- INSTRUCTIONS TO FOLLOW -
From the first line to the last, write out the records exactly.

BEGIN DATA RECORDS

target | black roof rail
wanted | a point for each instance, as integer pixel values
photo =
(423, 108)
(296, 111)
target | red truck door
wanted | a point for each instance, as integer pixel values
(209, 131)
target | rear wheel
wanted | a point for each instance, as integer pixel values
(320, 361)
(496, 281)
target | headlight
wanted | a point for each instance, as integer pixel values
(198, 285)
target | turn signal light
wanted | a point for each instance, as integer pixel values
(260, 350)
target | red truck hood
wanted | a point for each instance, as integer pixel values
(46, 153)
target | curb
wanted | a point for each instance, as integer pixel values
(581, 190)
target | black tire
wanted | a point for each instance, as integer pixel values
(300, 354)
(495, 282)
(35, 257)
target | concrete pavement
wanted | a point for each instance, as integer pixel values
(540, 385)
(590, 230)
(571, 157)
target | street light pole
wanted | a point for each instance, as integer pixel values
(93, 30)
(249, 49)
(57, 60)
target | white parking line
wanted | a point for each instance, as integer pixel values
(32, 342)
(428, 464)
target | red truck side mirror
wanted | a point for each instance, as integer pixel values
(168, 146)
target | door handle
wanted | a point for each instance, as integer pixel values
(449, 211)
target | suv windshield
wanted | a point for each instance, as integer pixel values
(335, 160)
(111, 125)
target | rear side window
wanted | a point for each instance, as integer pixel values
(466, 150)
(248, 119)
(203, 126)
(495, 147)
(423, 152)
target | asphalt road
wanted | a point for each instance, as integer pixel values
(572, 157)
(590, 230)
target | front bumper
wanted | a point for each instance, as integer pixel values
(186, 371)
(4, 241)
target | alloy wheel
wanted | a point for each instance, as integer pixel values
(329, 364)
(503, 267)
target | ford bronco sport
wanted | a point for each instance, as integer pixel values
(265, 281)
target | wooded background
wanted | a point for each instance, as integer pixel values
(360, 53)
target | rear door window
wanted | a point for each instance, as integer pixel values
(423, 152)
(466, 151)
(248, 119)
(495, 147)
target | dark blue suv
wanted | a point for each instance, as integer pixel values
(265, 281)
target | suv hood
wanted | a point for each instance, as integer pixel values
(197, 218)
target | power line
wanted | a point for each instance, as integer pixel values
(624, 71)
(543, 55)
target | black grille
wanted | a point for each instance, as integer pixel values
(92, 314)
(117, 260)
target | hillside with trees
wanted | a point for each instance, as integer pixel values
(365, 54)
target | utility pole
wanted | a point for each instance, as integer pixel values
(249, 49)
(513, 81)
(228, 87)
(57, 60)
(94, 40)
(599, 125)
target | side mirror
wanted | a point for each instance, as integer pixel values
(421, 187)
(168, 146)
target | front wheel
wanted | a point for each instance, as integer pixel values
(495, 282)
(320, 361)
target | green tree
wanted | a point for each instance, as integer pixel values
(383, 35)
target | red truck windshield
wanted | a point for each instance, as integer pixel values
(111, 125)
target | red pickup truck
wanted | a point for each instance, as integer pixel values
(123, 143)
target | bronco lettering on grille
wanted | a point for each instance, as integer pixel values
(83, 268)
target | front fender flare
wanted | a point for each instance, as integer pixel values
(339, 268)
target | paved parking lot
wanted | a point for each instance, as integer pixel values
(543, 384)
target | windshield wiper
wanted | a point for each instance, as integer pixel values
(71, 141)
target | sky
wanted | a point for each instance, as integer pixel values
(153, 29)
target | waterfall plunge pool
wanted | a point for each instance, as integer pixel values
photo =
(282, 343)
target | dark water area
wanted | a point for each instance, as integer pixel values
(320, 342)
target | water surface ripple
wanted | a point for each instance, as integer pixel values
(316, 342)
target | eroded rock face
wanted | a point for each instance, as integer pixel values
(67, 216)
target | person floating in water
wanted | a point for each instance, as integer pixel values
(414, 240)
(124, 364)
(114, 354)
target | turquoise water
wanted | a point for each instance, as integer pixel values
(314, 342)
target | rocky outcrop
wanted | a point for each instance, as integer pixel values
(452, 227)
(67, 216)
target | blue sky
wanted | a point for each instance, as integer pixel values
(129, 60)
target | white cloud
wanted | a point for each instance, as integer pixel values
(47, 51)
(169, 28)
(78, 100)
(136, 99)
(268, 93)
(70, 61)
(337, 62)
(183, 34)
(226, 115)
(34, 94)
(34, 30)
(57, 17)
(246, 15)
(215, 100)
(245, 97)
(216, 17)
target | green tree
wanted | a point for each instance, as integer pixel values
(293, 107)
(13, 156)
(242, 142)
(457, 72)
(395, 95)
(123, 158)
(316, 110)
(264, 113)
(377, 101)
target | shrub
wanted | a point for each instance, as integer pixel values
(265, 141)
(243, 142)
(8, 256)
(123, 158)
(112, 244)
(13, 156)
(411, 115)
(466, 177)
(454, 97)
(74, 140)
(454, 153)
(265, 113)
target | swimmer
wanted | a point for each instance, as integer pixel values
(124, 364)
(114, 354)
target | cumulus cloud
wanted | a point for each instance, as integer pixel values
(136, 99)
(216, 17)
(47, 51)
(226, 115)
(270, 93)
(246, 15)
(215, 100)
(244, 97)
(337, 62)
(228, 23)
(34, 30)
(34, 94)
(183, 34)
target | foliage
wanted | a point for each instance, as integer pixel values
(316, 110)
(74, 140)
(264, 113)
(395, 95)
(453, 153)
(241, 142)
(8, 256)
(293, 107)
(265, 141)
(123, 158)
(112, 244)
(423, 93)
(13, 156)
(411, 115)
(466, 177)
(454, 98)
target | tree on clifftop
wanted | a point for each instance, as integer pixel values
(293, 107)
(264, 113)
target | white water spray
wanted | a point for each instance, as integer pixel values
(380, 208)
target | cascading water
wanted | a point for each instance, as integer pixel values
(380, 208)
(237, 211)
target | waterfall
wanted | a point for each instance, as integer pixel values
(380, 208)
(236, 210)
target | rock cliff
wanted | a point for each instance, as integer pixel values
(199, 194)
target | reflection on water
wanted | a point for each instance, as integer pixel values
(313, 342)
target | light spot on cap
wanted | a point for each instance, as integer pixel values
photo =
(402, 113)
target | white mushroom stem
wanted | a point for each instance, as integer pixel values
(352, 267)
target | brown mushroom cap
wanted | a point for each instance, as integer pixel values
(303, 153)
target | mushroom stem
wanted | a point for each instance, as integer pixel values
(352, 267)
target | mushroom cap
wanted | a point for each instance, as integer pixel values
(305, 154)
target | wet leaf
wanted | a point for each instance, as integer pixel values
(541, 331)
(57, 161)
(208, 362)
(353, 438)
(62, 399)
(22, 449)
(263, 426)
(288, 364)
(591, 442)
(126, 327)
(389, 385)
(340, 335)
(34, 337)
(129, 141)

END DATA RECORDS

- ANSWER SECTION -
target | black roof rail
wanted | a point for each instance, as integer pixel values
photo =
(423, 108)
(296, 111)
target | red truck door
wanted | a point for each instance, as integer pixel values
(209, 131)
target | rear wheel
wanted | a point for each instance, as integer pixel values
(320, 361)
(496, 281)
target | headlight
wanted | a point for each instance, as integer pixel values
(198, 285)
target | turn signal light
wanted | a point for each instance, as integer pixel values
(260, 350)
target | red truck hood
wanted | a point for each instance, as integer pixel values
(46, 153)
target | curb
wanted | a point for each instance, as integer pixel values
(581, 190)
target | black tire
wanted | a point for each instance, as integer pixel values
(300, 354)
(495, 282)
(35, 257)
target | concrete pavement
wanted | a point for each instance, as integer pixel values
(540, 385)
(590, 230)
(571, 157)
target | street light pole
wanted | a point for each instance, as integer pixel values
(93, 30)
(249, 49)
(57, 60)
target | white parking line
wanted | a point for each instance, as integer pixel values
(32, 342)
(428, 464)
target | red truck side mirror
wanted | a point for each instance, as integer pixel values
(168, 146)
target | door handle
wanted | a point for each instance, as integer pixel values
(449, 211)
target | suv windshield
wanted | a point for each instance, as integer pixel values
(335, 160)
(111, 125)
target | rear side window
wanted | a point for each instance, as integer pixel values
(466, 150)
(248, 119)
(203, 126)
(495, 147)
(423, 152)
target | asphalt road
wanted | a point for each instance, as integer pixel values
(572, 157)
(590, 230)
target | front bumper
wanted | a point for each instance, as integer pixel values
(186, 371)
(4, 241)
target | alloy wheel
wanted | a point for each instance, as integer pixel values
(329, 364)
(503, 267)
target | ford bronco sport
wanted | a point for each instance, as integer pixel values
(265, 281)
target | wooded background
wanted | a point for each instance, as integer pixel values
(360, 53)
target | rear door window
wanted | a point for each instance, as integer pixel values
(423, 152)
(466, 151)
(248, 119)
(495, 147)
target | dark blue suv
wanted | a point for each instance, as integer pixel values
(265, 281)
target | suv hood
wanted | a point for each instance, as integer pixel values
(197, 218)
target | power line
wanted | a point for each instance, as integer pixel values
(624, 71)
(543, 55)
target | black grille
wanted | a point for each instance, as integer pixel values
(92, 314)
(117, 260)
target | hillside with trees
wanted | a point for each instance, as integer pixel values
(365, 54)
target | utility pole
wanted | a point for each instance, as integer pixel values
(249, 49)
(513, 81)
(228, 87)
(57, 60)
(94, 40)
(599, 125)
target | side mirror
wanted | a point for each instance, as integer pixel values
(421, 187)
(168, 146)
target | front wheel
wanted | a point for each instance, as integer pixel values
(495, 282)
(320, 361)
target | green tree
wanted | a point for each instance, as integer pixel values
(383, 35)
target | red truck windshield
wanted | a point for each instance, as integer pixel values
(111, 125)
target | red pickup truck
wanted | a point for each instance, as integer pixel values
(123, 143)
target | bronco lettering on grille
wanted | a point for each instance, as integer pixel values
(83, 268)
target | front fender flare
wanted | a point for each instance, as integer pixel values
(339, 268)
target | paved parking lot
wanted | a point for each instance, as integer pixel values
(543, 384)
target | windshield wiper
wanted | a point for each instance, as integer pixel values
(71, 141)
target | sky
wanted | a point for each instance, as integer pixel values
(153, 29)
target | waterfall plunge pool
wanted | a point for each instance, as integer pixel values
photo =
(282, 343)
target | dark water area
wanted | a point for each instance, as integer pixel values
(320, 342)
target | water surface ripple
wanted | a point for each instance, as integer pixel values
(316, 342)
target | eroded rock face
wanted | a point for each instance, as integer pixel values
(67, 216)
target | person floating in water
wanted | a point for each instance, as integer pixel values
(414, 240)
(124, 364)
(114, 354)
target | turquoise water
wanted | a point for each instance, as integer pixel values
(314, 342)
target | rocky outcrop
wanted | a point for each instance, as integer pixel values
(452, 227)
(67, 216)
target | blue sky
wanted | a point for each instance, as integer pixel values
(129, 60)
target | white cloud
wanted | a point for each instance, as integer pixel values
(47, 51)
(169, 28)
(78, 100)
(136, 99)
(268, 93)
(70, 61)
(337, 62)
(183, 34)
(226, 115)
(34, 94)
(34, 30)
(57, 17)
(246, 15)
(215, 100)
(245, 97)
(216, 17)
target | green tree
wanted | a point for each instance, as integer pixel values
(293, 107)
(13, 156)
(242, 142)
(457, 72)
(395, 95)
(123, 158)
(316, 110)
(264, 113)
(377, 101)
target | shrub
wanted | a point for each instance, as integer pixel values
(265, 141)
(243, 142)
(8, 256)
(123, 158)
(112, 244)
(13, 156)
(411, 115)
(466, 177)
(454, 97)
(74, 140)
(454, 153)
(265, 113)
target | swimmer
wanted | a point for each instance, as integer pixel values
(124, 364)
(114, 354)
target | cumulus cloud
wanted | a point for each instance, as integer pixel values
(136, 99)
(216, 17)
(47, 51)
(226, 115)
(270, 93)
(246, 15)
(215, 100)
(244, 97)
(337, 62)
(228, 23)
(34, 30)
(34, 94)
(183, 34)
target | foliage
wanted | a point for each instance, as integer pixel values
(316, 110)
(74, 140)
(264, 113)
(395, 95)
(453, 153)
(241, 142)
(8, 256)
(293, 107)
(265, 141)
(123, 158)
(112, 244)
(423, 93)
(13, 156)
(411, 115)
(466, 177)
(454, 98)
target | tree on clifftop
wanted | a point for each instance, as integer pixel values
(293, 107)
(264, 113)
target | white water spray
wanted | a point for each instance, as integer pixel values
(380, 208)
target | cascading water
wanted | a point for each instance, as integer pixel values
(380, 208)
(237, 211)
target | waterfall
wanted | a point for each instance, as integer pixel values
(380, 208)
(236, 210)
target | rock cliff
wanted | a point for each instance, as integer pixel values
(199, 194)
target | reflection on water
wanted | a point for each instance, as integer pixel values
(313, 342)
target | light spot on cap
wanted | a point for each instance, as integer pixel values
photo =
(402, 113)
target | white mushroom stem
wanted | a point for each instance, as integer pixel values
(352, 267)
target | brown mushroom cap
wanted | a point for each instance, as integer pixel values
(303, 153)
target | mushroom stem
wanted | a point for each instance, as integer pixel values
(352, 267)
target | mushroom cap
wanted | a point for each instance, as integer pixel values
(305, 154)
target | wet leaf
wanted | a point for each instance, as integer pixel values
(541, 331)
(57, 161)
(208, 362)
(353, 438)
(62, 399)
(22, 449)
(263, 426)
(288, 364)
(591, 442)
(126, 327)
(389, 385)
(340, 335)
(34, 337)
(129, 141)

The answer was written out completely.